* **TASK OBJECTIVE**: Transcribe every line of the listing below without any deviation.

──────────

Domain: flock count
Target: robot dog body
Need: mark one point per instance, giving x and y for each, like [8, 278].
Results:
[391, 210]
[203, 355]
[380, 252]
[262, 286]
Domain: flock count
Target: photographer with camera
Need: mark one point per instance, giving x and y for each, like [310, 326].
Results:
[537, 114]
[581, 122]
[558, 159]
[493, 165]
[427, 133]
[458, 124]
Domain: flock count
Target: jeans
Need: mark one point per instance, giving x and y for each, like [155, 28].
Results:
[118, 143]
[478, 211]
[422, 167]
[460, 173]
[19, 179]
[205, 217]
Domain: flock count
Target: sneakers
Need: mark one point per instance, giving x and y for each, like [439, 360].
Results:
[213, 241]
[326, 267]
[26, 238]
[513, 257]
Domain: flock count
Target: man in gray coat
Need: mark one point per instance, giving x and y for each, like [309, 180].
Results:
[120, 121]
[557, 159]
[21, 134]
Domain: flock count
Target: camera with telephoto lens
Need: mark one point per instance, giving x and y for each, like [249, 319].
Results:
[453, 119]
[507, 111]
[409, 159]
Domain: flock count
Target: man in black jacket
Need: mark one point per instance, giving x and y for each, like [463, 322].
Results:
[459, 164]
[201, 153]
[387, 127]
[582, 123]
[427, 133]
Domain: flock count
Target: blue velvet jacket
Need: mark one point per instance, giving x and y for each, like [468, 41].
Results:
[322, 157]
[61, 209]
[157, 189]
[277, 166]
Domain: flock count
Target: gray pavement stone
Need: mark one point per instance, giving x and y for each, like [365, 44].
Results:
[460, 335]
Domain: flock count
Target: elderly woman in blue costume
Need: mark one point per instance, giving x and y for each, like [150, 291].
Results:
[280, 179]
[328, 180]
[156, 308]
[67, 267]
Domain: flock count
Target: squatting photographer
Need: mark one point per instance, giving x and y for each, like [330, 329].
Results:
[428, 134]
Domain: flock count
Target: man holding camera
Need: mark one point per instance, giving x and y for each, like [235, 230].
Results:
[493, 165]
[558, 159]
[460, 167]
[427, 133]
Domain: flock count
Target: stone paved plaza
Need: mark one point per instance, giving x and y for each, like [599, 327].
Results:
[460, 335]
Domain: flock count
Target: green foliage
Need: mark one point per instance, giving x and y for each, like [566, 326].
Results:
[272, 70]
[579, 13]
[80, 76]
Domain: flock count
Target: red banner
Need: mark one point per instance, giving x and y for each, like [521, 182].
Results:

──────────

* **RESULT**:
Domain: flock count
Target: robot dog body
Need: mark one point per instance, giving x and y for each, like [8, 278].
Results:
[391, 210]
[203, 355]
[380, 252]
[262, 286]
Domain: flock count
Target: photographer with camera
Need: mark one point per instance, giving x and y for each, like [310, 326].
Results:
[537, 114]
[581, 122]
[558, 159]
[493, 165]
[427, 133]
[458, 124]
Domain: flock count
Target: jeans
Need: mark one point per instance, giving x and y for each, like [155, 28].
Results:
[118, 143]
[478, 211]
[422, 167]
[460, 173]
[19, 179]
[205, 217]
Domain: flock count
Target: sneakers
Need: mark one point per instance, giving x and y for each, like [439, 360].
Results:
[213, 241]
[326, 267]
[26, 238]
[513, 257]
Domain: flock count
Target: man in gray coat
Need: mark one point per instance, giving x and y for each, like [309, 180].
Results:
[120, 121]
[557, 159]
[21, 134]
Domain: flock count
Target: camera with telephoto lens
Need: mark one point per instance, giving x and y for each, like [249, 319].
Results:
[453, 119]
[507, 111]
[409, 159]
Domain: flock count
Target: man in black jacket
Need: mark one point per instance, giving x and y for each, like [463, 322].
Results:
[459, 164]
[201, 153]
[387, 127]
[582, 123]
[427, 133]
Domain: flock count
Target: blue velvet jacket
Need: mark one point per instance, giving x and y for each, like [468, 41].
Results:
[322, 157]
[61, 209]
[157, 189]
[277, 166]
Domain: flock count
Target: gray pavement stone
Need: mark one point per instance, giving x and y for each, like [365, 44].
Results:
[460, 335]
Domain: flock count
Target: elderly woman in blue costume
Need: mark one point per instance, giving x and y for each, like [150, 291].
Results:
[280, 179]
[328, 180]
[156, 308]
[67, 267]
Domain: flock count
Target: squatting photographer
Need: mark one point per instance, giving x and y for each, like [330, 329].
Results:
[428, 134]
Domain: flock count
Target: man holding camera
Need: mark one point per instance, giving x and y for each, like [235, 230].
Results:
[493, 165]
[558, 159]
[460, 167]
[427, 133]
Domain: flock count
Target: stone paved plaza
Need: mark one point per instance, giving x and y for each, like [599, 327].
Results:
[460, 335]
Domain: flock count
Target: green foliage
Need: mark one point per instance, giving x and y for each, like [566, 326].
Results:
[272, 70]
[579, 13]
[80, 76]
Domain: flock count
Target: red banner
Need: mark one point per instance, giving x and y for each, like [521, 182].
Results:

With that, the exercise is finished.